● **THE PROBLEM**: Search the material for "Target" and show all lines that contain it.

● **RECORD EXTRACTS**:
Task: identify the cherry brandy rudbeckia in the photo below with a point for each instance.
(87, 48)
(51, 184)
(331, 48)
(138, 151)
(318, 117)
---
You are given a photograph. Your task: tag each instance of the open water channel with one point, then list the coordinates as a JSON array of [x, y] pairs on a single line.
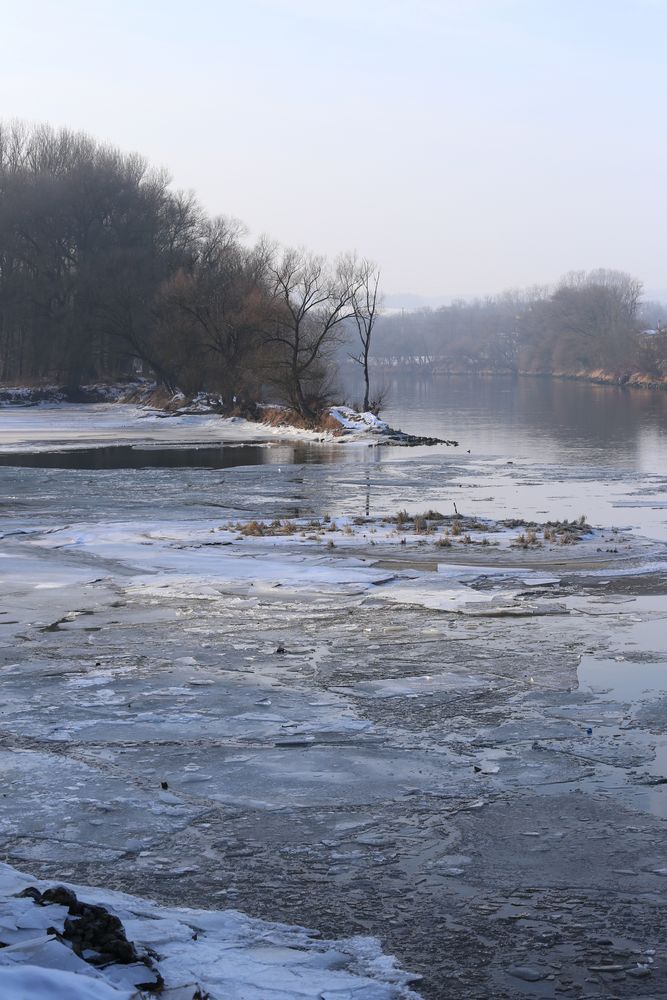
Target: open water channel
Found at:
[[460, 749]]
==
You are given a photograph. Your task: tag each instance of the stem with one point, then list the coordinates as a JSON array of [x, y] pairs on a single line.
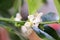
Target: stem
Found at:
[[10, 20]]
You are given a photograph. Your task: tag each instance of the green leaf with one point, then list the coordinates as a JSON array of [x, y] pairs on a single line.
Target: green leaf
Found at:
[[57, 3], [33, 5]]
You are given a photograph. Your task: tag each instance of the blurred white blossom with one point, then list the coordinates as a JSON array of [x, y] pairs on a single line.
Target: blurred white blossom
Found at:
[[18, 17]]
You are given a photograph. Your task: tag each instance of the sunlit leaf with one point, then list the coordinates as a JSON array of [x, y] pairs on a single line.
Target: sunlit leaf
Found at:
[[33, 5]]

● **ANSWER TO THE EXERCISE**:
Target: open water channel
Target: stem
Target: green leaf
Target: blurred white blossom
Target: sunlit leaf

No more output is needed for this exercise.